* What needs to be done *
Lay out every line of the entries below as a Markdown table with the columns Row and Line, numbering the rows and skipping blank lines. Leave the pictures out of the answer.

↓

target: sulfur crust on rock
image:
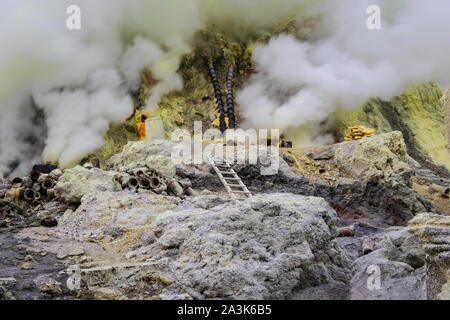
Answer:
[332,82,450,169]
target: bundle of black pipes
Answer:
[227,66,236,129]
[208,63,227,133]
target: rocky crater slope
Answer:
[0,132,449,299]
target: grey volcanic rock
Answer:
[346,228,426,300]
[107,140,178,174]
[55,166,122,204]
[116,194,350,299]
[59,190,180,239]
[350,249,426,300]
[410,213,450,300]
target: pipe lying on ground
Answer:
[9,187,25,200]
[152,183,167,194]
[168,179,184,197]
[430,183,450,195]
[41,178,53,190]
[11,177,23,184]
[150,177,161,189]
[133,169,145,177]
[30,170,41,181]
[30,200,41,208]
[23,189,37,201]
[127,177,139,189]
[338,225,355,237]
[139,178,150,189]
[47,189,58,199]
[23,177,33,188]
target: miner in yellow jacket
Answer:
[137,112,150,140]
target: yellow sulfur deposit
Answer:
[344,126,375,141]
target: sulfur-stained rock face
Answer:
[55,166,122,204]
[333,131,411,185]
[441,87,450,152]
[74,194,350,299]
[409,213,450,300]
[332,82,450,169]
[132,194,348,299]
[59,191,180,240]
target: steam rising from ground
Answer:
[238,0,450,144]
[0,0,301,176]
[0,0,450,176]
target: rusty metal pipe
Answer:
[338,225,355,237]
[431,183,450,195]
[139,178,150,189]
[30,170,41,181]
[47,189,58,199]
[127,177,139,189]
[23,189,36,201]
[150,177,161,189]
[41,178,54,190]
[152,183,167,194]
[11,177,23,184]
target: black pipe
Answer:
[208,63,227,133]
[227,66,236,129]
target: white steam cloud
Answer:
[0,0,450,176]
[0,0,302,176]
[241,0,450,142]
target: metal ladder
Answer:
[209,156,252,202]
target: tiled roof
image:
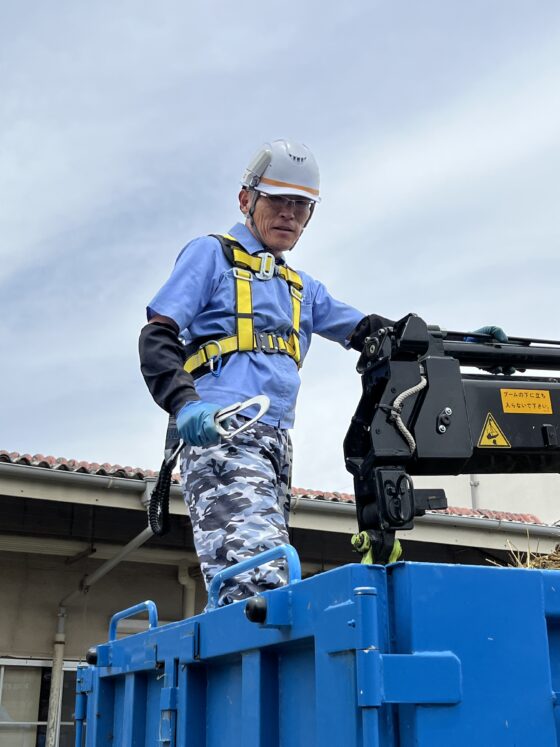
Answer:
[0,449,544,525]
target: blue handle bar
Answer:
[109,600,157,641]
[206,545,301,610]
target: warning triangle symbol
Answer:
[477,412,511,449]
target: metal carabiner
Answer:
[214,394,270,439]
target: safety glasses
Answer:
[259,192,313,218]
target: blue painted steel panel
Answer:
[77,552,560,747]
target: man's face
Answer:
[239,189,311,256]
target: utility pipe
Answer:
[45,606,66,747]
[469,475,480,511]
[45,527,153,747]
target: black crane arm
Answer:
[344,314,560,562]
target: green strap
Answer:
[351,532,402,565]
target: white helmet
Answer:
[241,140,321,202]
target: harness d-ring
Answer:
[205,340,222,378]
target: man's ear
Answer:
[239,189,251,215]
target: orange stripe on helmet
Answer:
[261,176,319,197]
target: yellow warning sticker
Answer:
[477,412,511,449]
[500,389,552,415]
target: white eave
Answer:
[0,463,560,553]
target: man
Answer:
[140,140,504,604]
[140,140,388,604]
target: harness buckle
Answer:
[232,267,253,283]
[255,332,280,353]
[199,340,222,378]
[255,252,276,280]
[290,285,303,302]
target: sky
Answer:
[0,0,560,491]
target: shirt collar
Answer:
[228,223,286,265]
[228,223,264,254]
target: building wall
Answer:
[0,552,205,659]
[414,474,560,524]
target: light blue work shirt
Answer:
[147,223,365,428]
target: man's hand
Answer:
[348,314,395,353]
[176,401,222,446]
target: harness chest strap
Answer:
[184,234,303,373]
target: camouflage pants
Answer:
[181,416,292,605]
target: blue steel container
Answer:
[76,548,560,747]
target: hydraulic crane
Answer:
[344,314,560,563]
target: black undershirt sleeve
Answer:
[138,322,200,416]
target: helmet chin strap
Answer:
[246,189,304,254]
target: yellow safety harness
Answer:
[184,234,303,374]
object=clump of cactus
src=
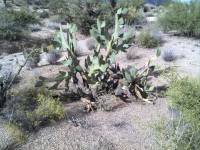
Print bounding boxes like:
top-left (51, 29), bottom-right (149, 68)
top-left (40, 8), bottom-right (159, 106)
top-left (162, 49), bottom-right (176, 62)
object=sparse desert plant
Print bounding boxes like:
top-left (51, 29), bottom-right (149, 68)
top-left (162, 49), bottom-right (176, 62)
top-left (0, 51), bottom-right (40, 108)
top-left (27, 94), bottom-right (65, 127)
top-left (137, 30), bottom-right (160, 48)
top-left (0, 10), bottom-right (37, 40)
top-left (41, 8), bottom-right (160, 106)
top-left (159, 0), bottom-right (200, 37)
top-left (117, 0), bottom-right (144, 24)
top-left (49, 0), bottom-right (113, 35)
top-left (153, 117), bottom-right (200, 150)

↑

* Solution below *
| Row | Line |
|---|---|
| 1 | target: sulfur crust on rock |
| 2 | image: |
| 3 | Answer: |
| 4 | [332,82,450,169] |
| 5 | target: bundle of black pipes |
| 6 | Answer: |
| 7 | [227,66,236,129] |
| 8 | [208,63,227,133] |
| 9 | target: rocky crater slope |
| 10 | Answer: |
| 11 | [0,132,449,299] |
| 12 | target: grey volcanic rock |
| 13 | Answer: |
| 14 | [346,228,426,300] |
| 15 | [107,140,178,174] |
| 16 | [55,166,122,204] |
| 17 | [116,194,350,299] |
| 18 | [59,190,180,239] |
| 19 | [350,249,426,300] |
| 20 | [410,213,450,300] |
| 21 | target: pipe lying on ground |
| 22 | Answer: |
| 23 | [9,187,25,200] |
| 24 | [152,183,167,194] |
| 25 | [168,179,184,197] |
| 26 | [430,183,450,195] |
| 27 | [41,178,53,190] |
| 28 | [11,177,23,184] |
| 29 | [150,177,161,189] |
| 30 | [133,169,145,177] |
| 31 | [30,170,41,181] |
| 32 | [30,200,41,208] |
| 33 | [23,189,37,201] |
| 34 | [127,177,139,189] |
| 35 | [338,225,355,237] |
| 36 | [139,178,150,189] |
| 37 | [47,189,58,199] |
| 38 | [23,177,33,188] |
| 39 | target: miner in yellow jacket |
| 40 | Answer: |
| 41 | [137,112,150,140] |
| 42 | target: yellow sulfur deposit |
| 43 | Answer: |
| 44 | [344,126,375,141] |
| 45 | target: sulfur-stained rock face |
| 46 | Answer: |
| 47 | [55,166,122,204] |
| 48 | [333,131,411,185] |
| 49 | [441,87,450,152] |
| 50 | [74,194,350,299] |
| 51 | [409,213,450,300] |
| 52 | [332,82,450,169] |
| 53 | [132,194,348,299] |
| 54 | [59,191,180,240] |
| 55 | target: steam rising from ground |
| 56 | Answer: |
| 57 | [238,0,450,144] |
| 58 | [0,0,301,176] |
| 59 | [0,0,450,176] |
| 60 | target: rusty metal pipe |
| 61 | Answer: |
| 62 | [338,225,355,237] |
| 63 | [431,183,450,195] |
| 64 | [139,178,150,189] |
| 65 | [30,170,41,181] |
| 66 | [47,189,58,199] |
| 67 | [127,177,139,189] |
| 68 | [23,189,36,201] |
| 69 | [150,177,161,189] |
| 70 | [41,178,54,190] |
| 71 | [152,183,167,194] |
| 72 | [11,177,23,184] |
| 73 | target: black pipe |
| 74 | Answer: |
| 75 | [208,63,227,133] |
| 76 | [227,66,236,129] |
| 77 | target: white steam cloud |
| 78 | Answer: |
| 79 | [0,0,450,176] |
| 80 | [0,0,302,176] |
| 81 | [241,0,450,142] |
| 82 | target: metal ladder |
| 83 | Answer: |
| 84 | [209,156,252,202] |
| 85 | target: tiled roof |
| 86 | image: |
| 87 | Answer: |
| 88 | [0,449,544,525] |
| 89 | target: blue handle bar |
| 90 | Answer: |
| 91 | [109,600,157,641] |
| 92 | [206,545,301,610] |
| 93 | target: warning triangle symbol |
| 94 | Answer: |
| 95 | [477,412,511,449] |
| 96 | target: metal carabiner |
| 97 | Answer: |
| 98 | [214,394,270,439] |
| 99 | target: safety glasses |
| 100 | Answer: |
| 101 | [259,192,313,218] |
| 102 | target: blue painted steel panel |
| 103 | Answer: |
| 104 | [77,552,560,747] |
| 105 | target: man's face |
| 106 | Answer: |
| 107 | [239,189,311,256] |
| 108 | target: utility pipe |
| 109 | Answer: |
| 110 | [45,606,66,747] |
| 111 | [469,475,480,511] |
| 112 | [45,527,153,747] |
| 113 | target: black crane arm |
| 114 | Answer: |
| 115 | [344,314,560,562] |
| 116 | target: green strap |
| 117 | Answer: |
| 118 | [351,532,402,565] |
| 119 | target: white helmet |
| 120 | Answer: |
| 121 | [241,140,321,202] |
| 122 | target: harness d-ring |
| 123 | Answer: |
| 124 | [205,340,222,378] |
| 125 | target: man's ear |
| 126 | Answer: |
| 127 | [239,189,251,215] |
| 128 | target: orange stripe on helmet |
| 129 | Answer: |
| 130 | [261,176,319,197] |
| 131 | target: yellow warning sticker |
| 132 | Answer: |
| 133 | [477,412,511,449] |
| 134 | [500,389,552,415] |
| 135 | target: white eave |
| 136 | Answer: |
| 137 | [0,463,560,553] |
| 138 | target: man |
| 139 | Answer: |
| 140 | [140,140,504,604] |
| 141 | [140,140,388,604] |
| 142 | target: harness buckle |
| 143 | Answer: |
| 144 | [232,267,253,283] |
| 145 | [255,332,280,353] |
| 146 | [199,340,222,378] |
| 147 | [255,252,276,280] |
| 148 | [290,285,303,302] |
| 149 | target: sky |
| 150 | Answer: |
| 151 | [0,0,560,491] |
| 152 | target: shirt collar |
| 153 | Answer: |
| 154 | [228,223,286,265] |
| 155 | [228,223,264,254] |
| 156 | target: building wall |
| 157 | Answer: |
| 158 | [0,552,205,659] |
| 159 | [414,474,560,524] |
| 160 | target: light blue work shirt |
| 161 | Answer: |
| 162 | [147,223,365,428] |
| 163 | target: man's hand |
| 164 | Answer: |
| 165 | [348,314,395,353] |
| 166 | [176,401,222,446] |
| 167 | target: harness chest strap |
| 168 | Answer: |
| 169 | [184,234,303,373] |
| 170 | target: camouflage pants |
| 171 | Answer: |
| 172 | [181,416,292,605] |
| 173 | target: blue steel container |
| 174 | Answer: |
| 175 | [76,548,560,747] |
| 176 | target: hydraulic crane |
| 177 | Answer: |
| 178 | [344,314,560,563] |
| 179 | target: black undershirt sleeve |
| 180 | Answer: |
| 181 | [138,322,200,416] |
| 182 | target: helmet chin strap |
| 183 | Answer: |
| 184 | [246,189,304,254] |
| 185 | target: yellow safety harness |
| 186 | Answer: |
| 187 | [184,234,303,374] |
| 188 | object=clump of cactus |
| 189 | src= |
| 190 | Print bounding boxes like: |
| 191 | top-left (51, 29), bottom-right (149, 68) |
| 192 | top-left (40, 8), bottom-right (159, 106) |
| 193 | top-left (162, 49), bottom-right (176, 62) |
| 194 | object=sparse desert plant |
| 195 | Print bounding boxes like: |
| 196 | top-left (51, 29), bottom-right (149, 68) |
| 197 | top-left (162, 49), bottom-right (176, 62) |
| 198 | top-left (0, 51), bottom-right (40, 108) |
| 199 | top-left (27, 94), bottom-right (65, 127) |
| 200 | top-left (137, 30), bottom-right (160, 48) |
| 201 | top-left (0, 10), bottom-right (37, 40) |
| 202 | top-left (41, 8), bottom-right (160, 106) |
| 203 | top-left (159, 0), bottom-right (200, 37) |
| 204 | top-left (117, 0), bottom-right (144, 24) |
| 205 | top-left (49, 0), bottom-right (113, 35) |
| 206 | top-left (153, 117), bottom-right (200, 150) |